YOUR INSTRUCTIONS ▸ Below are the entries; output exactly the lines from the one containing "Where can the white" through the final line, inclusive.
---*---
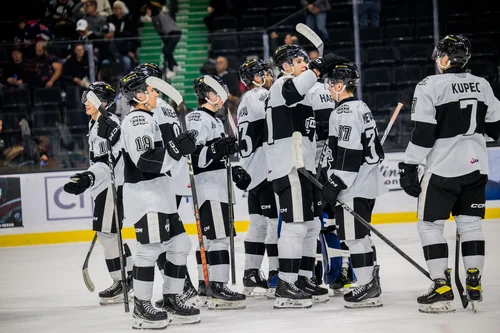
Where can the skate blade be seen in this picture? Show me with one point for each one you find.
(367, 303)
(288, 303)
(176, 320)
(218, 304)
(438, 307)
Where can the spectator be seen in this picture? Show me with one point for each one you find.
(76, 67)
(369, 13)
(60, 15)
(316, 16)
(94, 21)
(48, 67)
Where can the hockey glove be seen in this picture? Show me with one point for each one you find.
(181, 145)
(241, 178)
(79, 183)
(332, 188)
(109, 130)
(222, 147)
(408, 179)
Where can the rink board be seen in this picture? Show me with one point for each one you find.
(51, 216)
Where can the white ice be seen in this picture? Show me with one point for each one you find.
(41, 290)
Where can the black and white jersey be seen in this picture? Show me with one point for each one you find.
---*---
THE ANSWER ▸
Where can the white ice be seen in this picture? Show me with one point for each one you find.
(41, 290)
Where can the black and white jersey be seen in this picture? Show me with one point for each one you find.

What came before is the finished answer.